## DESCRIPTION OF THE TASK
Repeat exactly the lines from the one containing "Locate every instance of the rear wheel" through the last line of the records below, both included, and nothing else.

(Data extracted from a collection)
──────────────────────────────
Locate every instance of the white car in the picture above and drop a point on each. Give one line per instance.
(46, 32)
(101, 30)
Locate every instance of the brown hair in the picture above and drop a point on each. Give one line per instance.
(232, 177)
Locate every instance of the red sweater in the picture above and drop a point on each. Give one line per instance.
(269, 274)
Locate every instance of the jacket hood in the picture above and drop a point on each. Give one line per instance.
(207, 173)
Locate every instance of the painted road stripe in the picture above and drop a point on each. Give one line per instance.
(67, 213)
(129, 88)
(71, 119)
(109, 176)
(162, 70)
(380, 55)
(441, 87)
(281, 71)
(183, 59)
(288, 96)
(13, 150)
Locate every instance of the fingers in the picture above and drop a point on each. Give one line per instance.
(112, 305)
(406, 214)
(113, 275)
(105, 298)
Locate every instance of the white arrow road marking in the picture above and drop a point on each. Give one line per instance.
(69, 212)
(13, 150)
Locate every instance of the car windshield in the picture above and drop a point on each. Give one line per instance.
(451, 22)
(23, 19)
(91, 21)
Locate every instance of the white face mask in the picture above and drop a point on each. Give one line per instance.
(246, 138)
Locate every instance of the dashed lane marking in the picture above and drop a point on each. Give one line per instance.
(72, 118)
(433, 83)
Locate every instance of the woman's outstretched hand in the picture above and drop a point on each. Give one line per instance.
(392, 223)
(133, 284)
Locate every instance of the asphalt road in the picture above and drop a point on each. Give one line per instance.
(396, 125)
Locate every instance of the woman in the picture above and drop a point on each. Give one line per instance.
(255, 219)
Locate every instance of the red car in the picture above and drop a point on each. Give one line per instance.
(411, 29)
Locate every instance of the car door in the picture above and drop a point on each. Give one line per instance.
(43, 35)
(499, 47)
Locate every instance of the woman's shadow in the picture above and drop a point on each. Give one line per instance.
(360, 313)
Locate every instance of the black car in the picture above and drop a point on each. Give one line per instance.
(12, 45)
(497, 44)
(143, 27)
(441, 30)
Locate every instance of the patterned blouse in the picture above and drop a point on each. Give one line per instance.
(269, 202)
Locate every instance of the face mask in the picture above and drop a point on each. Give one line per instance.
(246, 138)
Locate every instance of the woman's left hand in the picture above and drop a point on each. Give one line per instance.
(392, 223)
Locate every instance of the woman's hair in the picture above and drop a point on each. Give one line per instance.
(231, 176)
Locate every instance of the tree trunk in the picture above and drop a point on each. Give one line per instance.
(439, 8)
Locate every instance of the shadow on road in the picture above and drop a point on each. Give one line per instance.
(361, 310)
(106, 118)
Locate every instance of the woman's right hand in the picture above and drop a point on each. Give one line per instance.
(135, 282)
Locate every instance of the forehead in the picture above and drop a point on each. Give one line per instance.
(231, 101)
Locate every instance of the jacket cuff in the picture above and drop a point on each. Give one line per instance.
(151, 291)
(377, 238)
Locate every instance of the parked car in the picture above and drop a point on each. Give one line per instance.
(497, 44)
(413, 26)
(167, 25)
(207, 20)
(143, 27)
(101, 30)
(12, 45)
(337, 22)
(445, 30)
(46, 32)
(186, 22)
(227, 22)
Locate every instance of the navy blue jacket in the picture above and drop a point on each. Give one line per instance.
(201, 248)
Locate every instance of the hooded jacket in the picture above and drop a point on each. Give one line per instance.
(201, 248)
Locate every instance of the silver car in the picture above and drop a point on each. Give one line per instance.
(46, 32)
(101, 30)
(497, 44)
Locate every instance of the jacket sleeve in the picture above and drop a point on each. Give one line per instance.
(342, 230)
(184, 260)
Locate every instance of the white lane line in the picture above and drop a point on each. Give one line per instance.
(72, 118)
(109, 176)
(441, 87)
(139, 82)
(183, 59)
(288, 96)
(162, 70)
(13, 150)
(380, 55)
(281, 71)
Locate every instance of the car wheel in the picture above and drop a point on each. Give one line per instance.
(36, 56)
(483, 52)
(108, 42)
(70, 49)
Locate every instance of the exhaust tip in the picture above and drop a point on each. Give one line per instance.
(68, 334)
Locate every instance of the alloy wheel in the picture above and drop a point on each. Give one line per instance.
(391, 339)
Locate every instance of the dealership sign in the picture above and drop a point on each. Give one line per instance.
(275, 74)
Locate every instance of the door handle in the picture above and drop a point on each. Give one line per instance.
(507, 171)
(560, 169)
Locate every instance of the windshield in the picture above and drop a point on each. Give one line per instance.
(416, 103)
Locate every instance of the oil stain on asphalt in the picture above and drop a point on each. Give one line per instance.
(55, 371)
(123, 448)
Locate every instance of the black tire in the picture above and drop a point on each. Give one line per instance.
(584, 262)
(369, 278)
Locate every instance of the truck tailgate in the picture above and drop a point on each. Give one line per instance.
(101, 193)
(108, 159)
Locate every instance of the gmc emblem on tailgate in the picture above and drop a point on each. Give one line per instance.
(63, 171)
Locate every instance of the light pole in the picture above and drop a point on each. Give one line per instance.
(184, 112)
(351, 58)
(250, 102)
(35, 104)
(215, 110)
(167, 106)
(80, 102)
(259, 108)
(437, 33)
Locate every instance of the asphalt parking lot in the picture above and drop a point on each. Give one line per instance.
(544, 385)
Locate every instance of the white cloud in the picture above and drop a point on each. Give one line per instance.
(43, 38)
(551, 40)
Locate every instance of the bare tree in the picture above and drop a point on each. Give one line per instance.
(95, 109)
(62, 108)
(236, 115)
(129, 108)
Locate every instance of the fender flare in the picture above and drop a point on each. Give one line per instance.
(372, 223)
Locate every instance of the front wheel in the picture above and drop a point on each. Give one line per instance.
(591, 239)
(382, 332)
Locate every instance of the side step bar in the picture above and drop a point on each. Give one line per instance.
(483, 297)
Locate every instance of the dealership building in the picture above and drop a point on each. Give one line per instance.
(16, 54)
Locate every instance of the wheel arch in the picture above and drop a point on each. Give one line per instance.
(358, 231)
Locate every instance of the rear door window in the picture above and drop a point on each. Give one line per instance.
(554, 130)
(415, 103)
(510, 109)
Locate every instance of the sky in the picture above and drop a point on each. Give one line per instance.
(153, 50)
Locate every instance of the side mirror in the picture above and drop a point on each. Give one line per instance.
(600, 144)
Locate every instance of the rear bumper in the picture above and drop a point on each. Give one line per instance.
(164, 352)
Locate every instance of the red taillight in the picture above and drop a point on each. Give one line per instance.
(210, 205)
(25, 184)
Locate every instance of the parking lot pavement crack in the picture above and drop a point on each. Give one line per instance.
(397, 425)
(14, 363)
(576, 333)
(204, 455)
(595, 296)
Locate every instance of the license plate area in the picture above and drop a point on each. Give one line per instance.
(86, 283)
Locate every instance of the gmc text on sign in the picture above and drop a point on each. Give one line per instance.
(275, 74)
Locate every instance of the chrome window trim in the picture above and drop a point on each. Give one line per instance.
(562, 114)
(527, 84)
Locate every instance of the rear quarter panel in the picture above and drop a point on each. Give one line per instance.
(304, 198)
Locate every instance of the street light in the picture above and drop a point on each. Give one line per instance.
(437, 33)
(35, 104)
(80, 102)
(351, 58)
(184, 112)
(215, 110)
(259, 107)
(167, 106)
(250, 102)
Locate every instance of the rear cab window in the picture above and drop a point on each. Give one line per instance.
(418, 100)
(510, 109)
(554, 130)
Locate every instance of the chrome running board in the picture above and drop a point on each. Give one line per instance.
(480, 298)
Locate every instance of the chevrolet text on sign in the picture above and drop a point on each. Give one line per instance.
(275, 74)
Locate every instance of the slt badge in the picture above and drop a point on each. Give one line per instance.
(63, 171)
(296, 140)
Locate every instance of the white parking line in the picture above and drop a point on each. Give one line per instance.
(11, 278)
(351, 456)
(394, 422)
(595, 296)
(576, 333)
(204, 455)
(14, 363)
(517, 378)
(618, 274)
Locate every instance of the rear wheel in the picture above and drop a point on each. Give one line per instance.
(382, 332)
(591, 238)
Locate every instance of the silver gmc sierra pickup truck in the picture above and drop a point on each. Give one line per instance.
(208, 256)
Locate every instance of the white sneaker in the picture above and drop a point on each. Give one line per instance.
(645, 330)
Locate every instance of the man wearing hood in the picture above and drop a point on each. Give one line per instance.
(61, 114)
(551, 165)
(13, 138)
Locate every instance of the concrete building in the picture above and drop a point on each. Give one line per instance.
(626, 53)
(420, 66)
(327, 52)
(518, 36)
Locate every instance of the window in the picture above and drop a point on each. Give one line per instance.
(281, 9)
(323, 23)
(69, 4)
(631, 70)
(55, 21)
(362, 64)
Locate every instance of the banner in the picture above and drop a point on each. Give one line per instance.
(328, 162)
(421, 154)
──────────────────────────────
## ANSWER AREA
Locate every instance of the rear wheel in the picture above and drop a point on each. Give one line per instance.
(382, 332)
(591, 238)
Locate every instance of the silver gmc sierra pickup truck in the picture above and drop a point on each. Give one line per instance.
(208, 256)
Locate every instance of the white sneaker in the picture above and drop a point on each. Give one line per instance.
(645, 330)
Locate every instance of the man wearing hood in the picture above and drop a point on each. Give one line per instance.
(61, 114)
(551, 165)
(13, 138)
Locate every instance of the concrete building in the picture above and drop a point on each. Give one line per instance.
(626, 53)
(420, 66)
(327, 52)
(518, 36)
Locate every instance of the window in the picture above and drop a point on each. Give one line per instance.
(281, 9)
(323, 23)
(69, 4)
(631, 70)
(55, 21)
(362, 64)
Locate every instance of the banner in the picture above and drop a point on each. Give one line per instance.
(328, 162)
(421, 154)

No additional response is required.